▸ WHAT YOU SHOULD DO
Work out how many lines in the entries below contain the string "blurred". Reply with that figure alone.

▸ DATA SUPPLIED
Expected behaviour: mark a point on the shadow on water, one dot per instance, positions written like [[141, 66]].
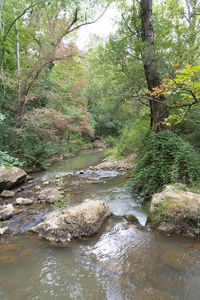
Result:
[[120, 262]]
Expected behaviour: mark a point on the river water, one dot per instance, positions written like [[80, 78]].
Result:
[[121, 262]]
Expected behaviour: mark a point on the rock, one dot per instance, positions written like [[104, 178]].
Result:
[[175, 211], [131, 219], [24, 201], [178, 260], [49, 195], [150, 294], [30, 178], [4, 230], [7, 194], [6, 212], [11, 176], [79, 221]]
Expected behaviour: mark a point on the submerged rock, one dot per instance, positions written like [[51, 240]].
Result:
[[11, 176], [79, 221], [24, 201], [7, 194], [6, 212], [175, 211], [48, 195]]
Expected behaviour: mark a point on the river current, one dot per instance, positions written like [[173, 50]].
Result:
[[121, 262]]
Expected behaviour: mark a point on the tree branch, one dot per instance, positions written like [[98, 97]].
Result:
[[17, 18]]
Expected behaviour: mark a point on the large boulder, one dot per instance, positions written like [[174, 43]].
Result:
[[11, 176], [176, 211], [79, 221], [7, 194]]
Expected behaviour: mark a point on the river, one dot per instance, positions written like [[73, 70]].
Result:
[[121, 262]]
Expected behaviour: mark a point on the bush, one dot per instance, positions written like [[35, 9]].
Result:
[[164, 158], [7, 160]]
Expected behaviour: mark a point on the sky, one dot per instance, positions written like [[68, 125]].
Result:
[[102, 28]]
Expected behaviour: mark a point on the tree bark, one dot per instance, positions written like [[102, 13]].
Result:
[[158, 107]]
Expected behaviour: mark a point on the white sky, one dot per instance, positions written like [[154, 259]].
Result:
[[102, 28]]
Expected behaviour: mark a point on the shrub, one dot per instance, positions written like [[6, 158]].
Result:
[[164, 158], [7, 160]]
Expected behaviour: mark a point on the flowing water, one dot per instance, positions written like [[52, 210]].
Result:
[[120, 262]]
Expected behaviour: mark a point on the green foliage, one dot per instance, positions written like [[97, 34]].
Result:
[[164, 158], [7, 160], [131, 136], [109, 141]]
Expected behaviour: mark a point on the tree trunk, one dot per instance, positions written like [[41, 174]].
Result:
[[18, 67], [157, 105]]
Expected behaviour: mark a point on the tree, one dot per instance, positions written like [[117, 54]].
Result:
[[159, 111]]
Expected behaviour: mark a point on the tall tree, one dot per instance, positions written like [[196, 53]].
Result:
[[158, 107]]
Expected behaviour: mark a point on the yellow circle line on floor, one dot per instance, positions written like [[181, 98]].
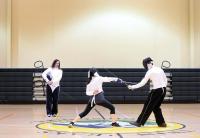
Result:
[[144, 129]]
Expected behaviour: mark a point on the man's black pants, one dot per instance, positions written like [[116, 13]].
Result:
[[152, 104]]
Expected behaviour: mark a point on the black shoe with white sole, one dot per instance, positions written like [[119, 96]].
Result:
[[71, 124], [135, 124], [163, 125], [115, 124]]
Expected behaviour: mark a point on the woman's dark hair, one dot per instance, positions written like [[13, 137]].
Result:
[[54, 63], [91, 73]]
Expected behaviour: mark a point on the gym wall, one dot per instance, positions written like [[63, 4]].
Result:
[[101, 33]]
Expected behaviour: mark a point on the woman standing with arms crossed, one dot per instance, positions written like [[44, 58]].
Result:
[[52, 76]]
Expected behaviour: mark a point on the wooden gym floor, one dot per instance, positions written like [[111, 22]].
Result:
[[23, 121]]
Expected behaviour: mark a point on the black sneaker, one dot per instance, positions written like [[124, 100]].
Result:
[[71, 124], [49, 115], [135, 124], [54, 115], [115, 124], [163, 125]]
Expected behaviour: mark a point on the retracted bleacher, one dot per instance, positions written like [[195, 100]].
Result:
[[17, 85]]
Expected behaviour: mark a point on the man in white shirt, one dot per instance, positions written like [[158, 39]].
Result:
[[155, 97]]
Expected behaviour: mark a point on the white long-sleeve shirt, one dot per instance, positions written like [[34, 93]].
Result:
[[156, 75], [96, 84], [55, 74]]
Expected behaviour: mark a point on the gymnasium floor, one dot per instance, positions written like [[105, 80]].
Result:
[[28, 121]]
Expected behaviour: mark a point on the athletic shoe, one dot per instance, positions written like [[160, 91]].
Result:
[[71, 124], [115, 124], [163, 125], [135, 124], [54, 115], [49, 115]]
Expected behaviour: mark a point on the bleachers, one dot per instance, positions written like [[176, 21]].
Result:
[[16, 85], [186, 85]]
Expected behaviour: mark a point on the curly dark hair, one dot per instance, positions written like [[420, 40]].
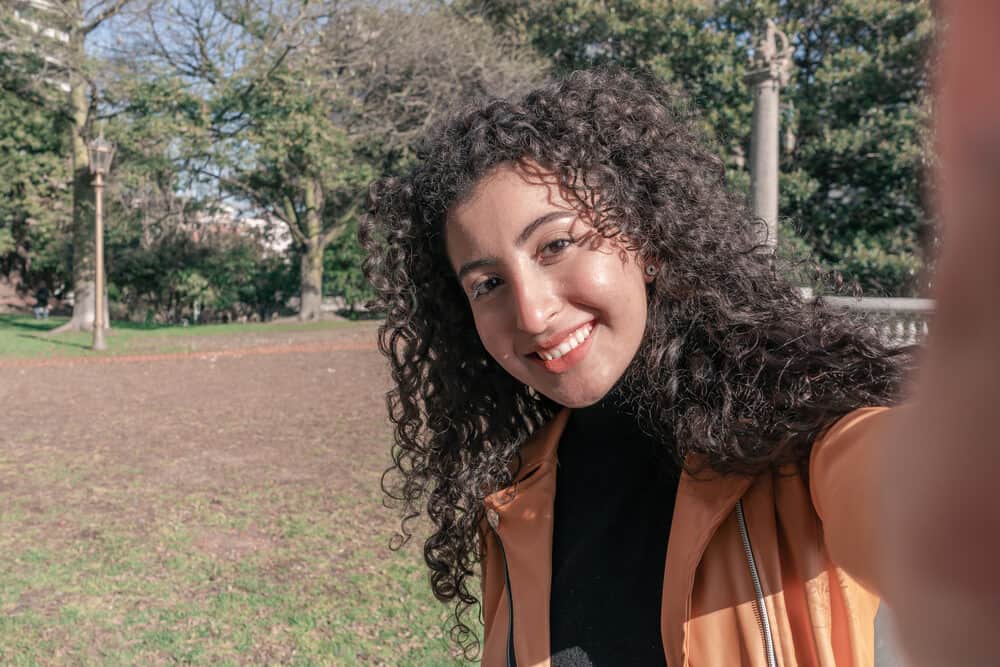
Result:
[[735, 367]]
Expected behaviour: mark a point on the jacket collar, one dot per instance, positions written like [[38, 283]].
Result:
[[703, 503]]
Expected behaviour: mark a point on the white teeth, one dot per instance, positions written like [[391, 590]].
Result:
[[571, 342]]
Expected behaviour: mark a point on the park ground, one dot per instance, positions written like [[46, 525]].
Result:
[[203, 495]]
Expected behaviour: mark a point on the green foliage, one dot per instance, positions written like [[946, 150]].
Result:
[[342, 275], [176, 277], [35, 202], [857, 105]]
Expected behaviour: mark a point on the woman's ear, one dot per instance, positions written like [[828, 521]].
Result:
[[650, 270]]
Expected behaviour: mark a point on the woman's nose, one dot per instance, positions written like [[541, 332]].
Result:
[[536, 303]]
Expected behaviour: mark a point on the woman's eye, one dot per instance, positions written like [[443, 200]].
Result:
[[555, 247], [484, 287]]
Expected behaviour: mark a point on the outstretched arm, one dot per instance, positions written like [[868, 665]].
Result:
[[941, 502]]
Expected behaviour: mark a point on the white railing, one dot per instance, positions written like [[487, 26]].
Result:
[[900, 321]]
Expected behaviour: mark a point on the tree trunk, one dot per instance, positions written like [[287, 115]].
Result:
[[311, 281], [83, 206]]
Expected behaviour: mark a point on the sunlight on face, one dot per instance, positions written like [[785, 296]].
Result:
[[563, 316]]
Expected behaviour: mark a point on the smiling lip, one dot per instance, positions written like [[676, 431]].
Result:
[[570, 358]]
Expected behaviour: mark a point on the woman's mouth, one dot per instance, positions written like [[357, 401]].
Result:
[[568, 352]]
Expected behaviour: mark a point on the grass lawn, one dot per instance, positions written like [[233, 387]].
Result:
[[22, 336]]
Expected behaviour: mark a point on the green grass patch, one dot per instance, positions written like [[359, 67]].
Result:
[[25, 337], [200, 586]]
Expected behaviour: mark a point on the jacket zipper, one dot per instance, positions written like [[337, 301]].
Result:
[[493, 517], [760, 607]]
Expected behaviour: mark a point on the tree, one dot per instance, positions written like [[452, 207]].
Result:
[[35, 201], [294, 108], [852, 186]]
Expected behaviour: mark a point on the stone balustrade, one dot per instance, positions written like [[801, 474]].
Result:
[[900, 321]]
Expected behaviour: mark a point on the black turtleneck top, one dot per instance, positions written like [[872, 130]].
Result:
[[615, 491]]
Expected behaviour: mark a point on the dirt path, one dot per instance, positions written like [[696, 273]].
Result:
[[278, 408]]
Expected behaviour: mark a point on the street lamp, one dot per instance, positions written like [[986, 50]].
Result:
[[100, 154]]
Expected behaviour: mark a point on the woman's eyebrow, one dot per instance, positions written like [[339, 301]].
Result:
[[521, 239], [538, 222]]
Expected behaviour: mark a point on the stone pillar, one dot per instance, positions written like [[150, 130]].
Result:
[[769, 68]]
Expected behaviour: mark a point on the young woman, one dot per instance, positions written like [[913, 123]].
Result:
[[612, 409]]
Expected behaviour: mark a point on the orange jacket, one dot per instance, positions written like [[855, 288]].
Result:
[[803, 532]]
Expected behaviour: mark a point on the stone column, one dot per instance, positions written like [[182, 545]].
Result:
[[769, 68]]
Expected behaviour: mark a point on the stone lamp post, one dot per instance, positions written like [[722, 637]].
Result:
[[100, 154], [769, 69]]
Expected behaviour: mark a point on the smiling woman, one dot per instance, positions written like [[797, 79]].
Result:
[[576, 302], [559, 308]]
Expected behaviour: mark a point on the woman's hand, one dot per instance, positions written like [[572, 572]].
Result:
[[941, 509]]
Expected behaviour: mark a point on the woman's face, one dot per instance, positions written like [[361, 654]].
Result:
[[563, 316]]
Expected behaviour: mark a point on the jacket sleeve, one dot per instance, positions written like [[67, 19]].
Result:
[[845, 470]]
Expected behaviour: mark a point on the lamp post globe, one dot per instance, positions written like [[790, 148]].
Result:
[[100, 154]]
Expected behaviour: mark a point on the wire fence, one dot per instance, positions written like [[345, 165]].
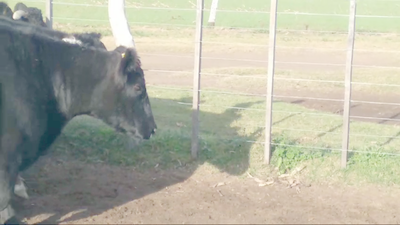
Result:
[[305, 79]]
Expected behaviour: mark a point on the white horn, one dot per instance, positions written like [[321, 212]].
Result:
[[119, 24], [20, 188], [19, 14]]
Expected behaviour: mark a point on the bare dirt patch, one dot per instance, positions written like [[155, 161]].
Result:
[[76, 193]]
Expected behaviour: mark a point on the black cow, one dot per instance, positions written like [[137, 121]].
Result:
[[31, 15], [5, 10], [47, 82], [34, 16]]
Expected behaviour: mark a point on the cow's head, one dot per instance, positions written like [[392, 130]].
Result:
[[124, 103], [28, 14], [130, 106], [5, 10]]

---

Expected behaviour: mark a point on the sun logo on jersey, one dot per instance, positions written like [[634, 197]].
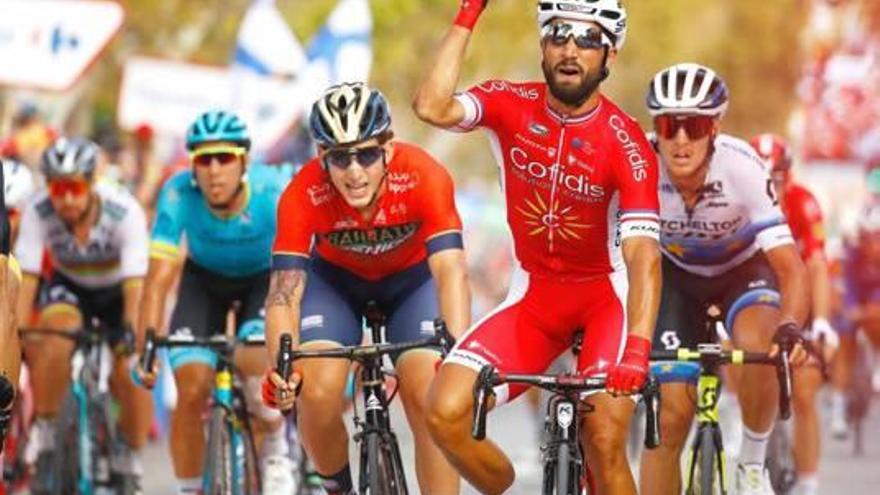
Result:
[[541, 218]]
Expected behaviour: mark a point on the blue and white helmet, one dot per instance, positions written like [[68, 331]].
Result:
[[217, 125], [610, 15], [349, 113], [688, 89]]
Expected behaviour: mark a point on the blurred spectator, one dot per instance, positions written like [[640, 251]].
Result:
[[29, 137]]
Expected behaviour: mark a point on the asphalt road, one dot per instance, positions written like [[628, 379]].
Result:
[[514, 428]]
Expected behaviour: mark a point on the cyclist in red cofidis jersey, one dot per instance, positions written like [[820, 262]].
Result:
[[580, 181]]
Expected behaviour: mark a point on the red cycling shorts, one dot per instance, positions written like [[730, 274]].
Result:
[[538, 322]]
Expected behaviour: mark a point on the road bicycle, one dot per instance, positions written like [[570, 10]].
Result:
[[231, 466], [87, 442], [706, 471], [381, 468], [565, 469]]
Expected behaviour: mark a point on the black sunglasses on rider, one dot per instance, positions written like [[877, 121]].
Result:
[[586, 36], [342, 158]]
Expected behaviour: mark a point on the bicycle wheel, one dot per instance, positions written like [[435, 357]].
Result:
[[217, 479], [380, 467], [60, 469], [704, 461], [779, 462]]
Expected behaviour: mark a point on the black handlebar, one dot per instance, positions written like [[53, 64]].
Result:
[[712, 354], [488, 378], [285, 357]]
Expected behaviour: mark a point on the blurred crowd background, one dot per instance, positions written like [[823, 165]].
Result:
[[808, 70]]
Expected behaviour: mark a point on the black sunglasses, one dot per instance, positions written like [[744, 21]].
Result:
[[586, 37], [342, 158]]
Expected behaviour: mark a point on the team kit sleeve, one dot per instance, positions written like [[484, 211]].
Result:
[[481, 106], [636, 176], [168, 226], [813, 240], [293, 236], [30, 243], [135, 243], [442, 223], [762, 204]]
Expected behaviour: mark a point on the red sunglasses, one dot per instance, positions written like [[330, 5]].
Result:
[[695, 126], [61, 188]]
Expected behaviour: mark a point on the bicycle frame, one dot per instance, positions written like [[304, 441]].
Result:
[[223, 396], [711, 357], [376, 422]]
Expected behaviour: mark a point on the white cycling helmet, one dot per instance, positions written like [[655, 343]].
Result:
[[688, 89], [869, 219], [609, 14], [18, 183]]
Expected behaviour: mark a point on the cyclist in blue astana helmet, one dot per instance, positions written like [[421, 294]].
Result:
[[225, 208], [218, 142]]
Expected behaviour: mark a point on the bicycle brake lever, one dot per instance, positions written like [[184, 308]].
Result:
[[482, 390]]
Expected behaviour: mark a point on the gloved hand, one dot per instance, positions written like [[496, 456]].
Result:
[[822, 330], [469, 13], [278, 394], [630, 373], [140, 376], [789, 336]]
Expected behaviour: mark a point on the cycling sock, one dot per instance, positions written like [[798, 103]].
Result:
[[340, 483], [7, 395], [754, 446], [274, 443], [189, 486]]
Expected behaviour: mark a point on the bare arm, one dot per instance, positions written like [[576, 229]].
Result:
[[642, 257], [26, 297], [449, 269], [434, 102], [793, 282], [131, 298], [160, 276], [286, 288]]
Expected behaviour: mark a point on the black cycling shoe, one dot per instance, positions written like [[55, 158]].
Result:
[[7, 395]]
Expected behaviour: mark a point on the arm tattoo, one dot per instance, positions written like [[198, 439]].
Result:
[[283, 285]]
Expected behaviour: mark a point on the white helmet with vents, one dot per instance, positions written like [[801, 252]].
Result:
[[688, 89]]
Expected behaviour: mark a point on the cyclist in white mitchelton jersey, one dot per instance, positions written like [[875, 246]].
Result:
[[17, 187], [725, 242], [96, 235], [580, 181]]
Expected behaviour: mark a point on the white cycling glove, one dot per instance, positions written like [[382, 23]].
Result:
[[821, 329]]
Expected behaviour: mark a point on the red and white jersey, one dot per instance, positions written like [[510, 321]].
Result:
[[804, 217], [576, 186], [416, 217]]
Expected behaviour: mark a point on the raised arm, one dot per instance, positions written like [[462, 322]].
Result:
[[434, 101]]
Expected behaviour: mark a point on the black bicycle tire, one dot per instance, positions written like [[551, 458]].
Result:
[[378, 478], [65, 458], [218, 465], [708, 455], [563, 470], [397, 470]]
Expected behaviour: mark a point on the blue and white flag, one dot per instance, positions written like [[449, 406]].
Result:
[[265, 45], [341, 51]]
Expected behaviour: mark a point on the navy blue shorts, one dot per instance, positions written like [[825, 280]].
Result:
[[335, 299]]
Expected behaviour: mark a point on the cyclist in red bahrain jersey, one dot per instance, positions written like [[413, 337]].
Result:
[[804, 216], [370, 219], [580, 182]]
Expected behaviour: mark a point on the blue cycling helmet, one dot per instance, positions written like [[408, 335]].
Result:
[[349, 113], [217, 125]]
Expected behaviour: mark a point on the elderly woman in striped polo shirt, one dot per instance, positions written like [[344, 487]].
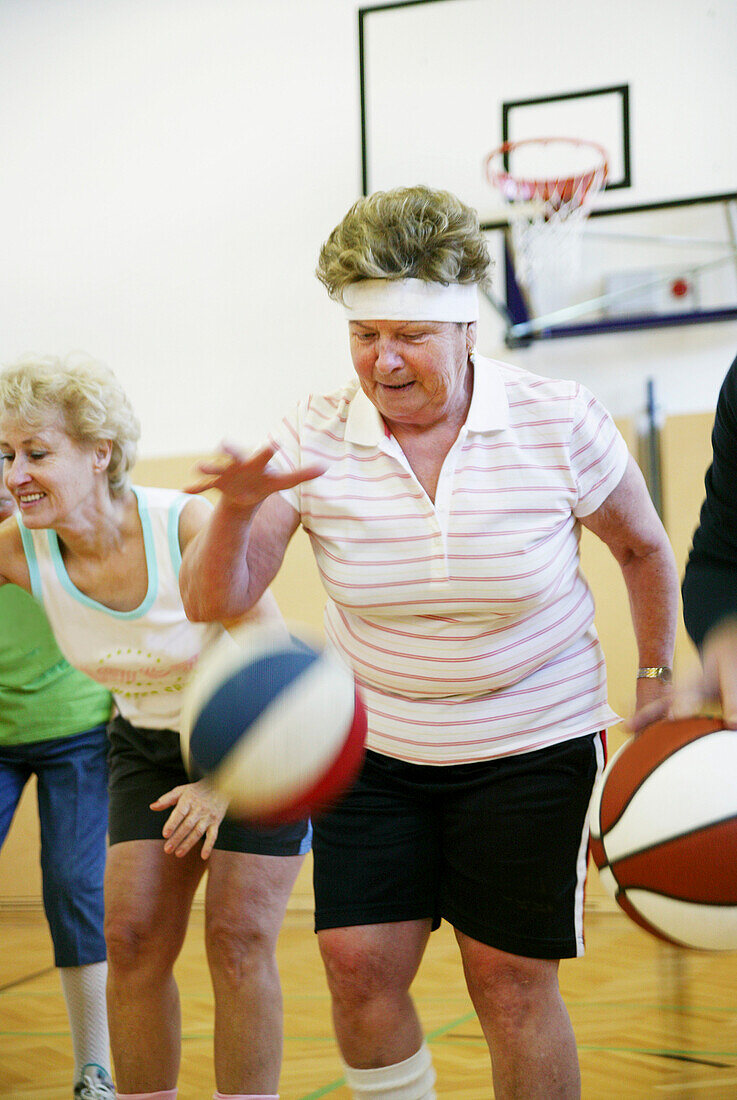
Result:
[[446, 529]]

▸ RESULT
2